Il primo contest “Giornalisti per un giorno”, allegato al progetto “Fuoriclasse una risposta innovativa al fenomeno del drop-out scolastico”, presso la scuola secondaria di primo grado “Parco Ducale”, appartenente all’Istituto Comprensivo Sassuolo 2 Nord, è giunto al termine. La classe 2°A, essendo riuscita produrre l’articolo migliore su Daniele Cassioli è la vincitrice della competizione scolastica. Pertanto, come premio, avrà diritto ad un piccolo ciclo di due lezioni di giornalismo sportivo, tenute da due dei maggiori giornalisti italiani del settore, Jacopo Volpi di RaiSport e Gian Luca Pasini della Gazzetta dello Sport.

 

L’INCONTRO – A poco meno di una settimana dal primo incontro, questa mattina è andata in scena la seconda ed ultima lezione del mini-ciclo di due ore dedicate al giornalismo sportivo. Il protagonista dell’incontro virtuale odierno è stato Gian Luca Pasini, giornalista di vecchio corso della Gazzetta dello Sport. Nel corso della mattinata, i ragazzi della 2°A, attraverso la storia professionale di Pasini, hanno avuto l’opportunità di ascoltare una lezione magistrale sul giornalismo della carta stampata, al termine della quale hanno immediatamente rivolto le numerose domande al noto cronista sportivo.

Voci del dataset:
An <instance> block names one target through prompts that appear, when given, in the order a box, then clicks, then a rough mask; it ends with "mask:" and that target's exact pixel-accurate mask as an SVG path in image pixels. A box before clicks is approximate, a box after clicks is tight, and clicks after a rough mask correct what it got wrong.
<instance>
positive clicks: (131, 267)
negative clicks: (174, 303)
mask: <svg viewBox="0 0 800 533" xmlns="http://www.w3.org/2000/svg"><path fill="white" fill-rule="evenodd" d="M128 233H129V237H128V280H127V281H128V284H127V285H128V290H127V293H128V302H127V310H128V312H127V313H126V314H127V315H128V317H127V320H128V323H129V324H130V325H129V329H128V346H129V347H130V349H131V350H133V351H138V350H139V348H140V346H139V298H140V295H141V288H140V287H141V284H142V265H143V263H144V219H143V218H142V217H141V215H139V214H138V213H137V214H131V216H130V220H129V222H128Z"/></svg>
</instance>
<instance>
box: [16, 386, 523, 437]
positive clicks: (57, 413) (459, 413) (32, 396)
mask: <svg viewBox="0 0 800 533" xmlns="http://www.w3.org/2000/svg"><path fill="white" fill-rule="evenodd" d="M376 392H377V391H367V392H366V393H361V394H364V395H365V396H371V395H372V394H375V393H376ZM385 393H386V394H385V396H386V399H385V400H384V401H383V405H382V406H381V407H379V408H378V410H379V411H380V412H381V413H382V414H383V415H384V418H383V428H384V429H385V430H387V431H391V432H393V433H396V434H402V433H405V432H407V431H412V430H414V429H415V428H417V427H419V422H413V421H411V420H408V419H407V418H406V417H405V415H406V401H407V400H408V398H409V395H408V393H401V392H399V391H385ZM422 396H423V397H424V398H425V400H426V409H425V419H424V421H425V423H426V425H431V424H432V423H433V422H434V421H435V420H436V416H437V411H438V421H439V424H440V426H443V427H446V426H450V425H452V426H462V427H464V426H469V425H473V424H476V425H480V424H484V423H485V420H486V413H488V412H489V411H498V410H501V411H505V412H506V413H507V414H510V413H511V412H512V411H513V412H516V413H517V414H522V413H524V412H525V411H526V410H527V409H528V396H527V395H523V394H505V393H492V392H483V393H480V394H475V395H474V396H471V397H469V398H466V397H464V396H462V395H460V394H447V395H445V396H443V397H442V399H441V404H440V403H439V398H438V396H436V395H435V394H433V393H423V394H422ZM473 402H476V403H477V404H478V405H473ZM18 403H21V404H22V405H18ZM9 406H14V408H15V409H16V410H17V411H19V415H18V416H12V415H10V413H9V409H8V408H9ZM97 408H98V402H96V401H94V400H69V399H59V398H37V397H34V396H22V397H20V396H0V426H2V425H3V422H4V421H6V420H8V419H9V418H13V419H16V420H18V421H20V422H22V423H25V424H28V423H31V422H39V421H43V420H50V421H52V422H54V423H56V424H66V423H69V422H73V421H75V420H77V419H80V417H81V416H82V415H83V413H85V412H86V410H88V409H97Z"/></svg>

**ELENCO DEI COMPITI**
1) Indica se le affermazioni (a), (b) e (c) concordano con il testo sul contest «Giornalisti per un giorno». Per ciascuna rispondi sì o no e cita le parole decisive del testo.
(a) La classe 2°A ha vinto la competizione.
(b) La seconda lezione è stata tenuta da Jacopo Volpi.
(c) Gian Luca Pasini è un giornalista di RaiSport.
2) Per favore, prosegui il testo sul contest «Giornalisti per un giorno» a partire dalla sua ultima frase.
I record provengono da un’altra fonte.

**RISPOSTE AI COMPITI**
1)
(a) Sì: «è la vincitrice della competizione scolastica».
(b) No: «Il protagonista dell’incontro virtuale odierno è stato Gian Luca Pasini».
(c) No: «Gian Luca Pasini, giornalista di vecchio corso della Gazzetta dello Sport».

2)
Questi ha esordito presentandosi ai giovani studenti della Scuola Media “Parco Ducale”, per poi proseguire rispondendo con pazienza alle molte domande dei ragazzi, spaziando da questioni tecniche a curiosità personali sulla sua vita professionale e sul mondo dello sport.

Al termine dell’ora, Gian Luca Pasini, insieme all’insegnante di italiano, ha analizzato gli articoli redatti dagli alunni e, proposito del pezzo vincitore, scritto dai ragazzi, ha detto: «scegliere il vincitore è stato molto difficile, per me, perché tutti gli studenti coinvolti hanno ben compreso la complessità e la profondità delle azioni di Daniele Cassioli». Prima di lasciare i ragazzi alle altre attività didattiche, la storica firma della Rosea ci ha tenuto ad augurare buona fortuna ai giovani studenti sassolesi, rivolgendo loro alcune raccomandazioni fondamentali per il loro futuro, affinché non scordino mai di mettere passione in qualsiasi cosa facciano: «nel giornalismo in maniera speciale, ma in realtà in qualsiasi altro mestiere, la cosa più importante, che fa davvero la differenza, è la passione che mettete nel fare le cose. Come giornalista ho sempre pensato che la cosa più importante è saper trasmettere le emozioni che si vivono a chi ci sta seguendo e lo penso ancora dopo tanti anni. Infine, non dimenticatevi che, oltre alla passione, ci vuole anche tanta determinazione, la quale nello sport come nella vita, è l’elemento indispensabile per raggiungere i nostri obiettivi».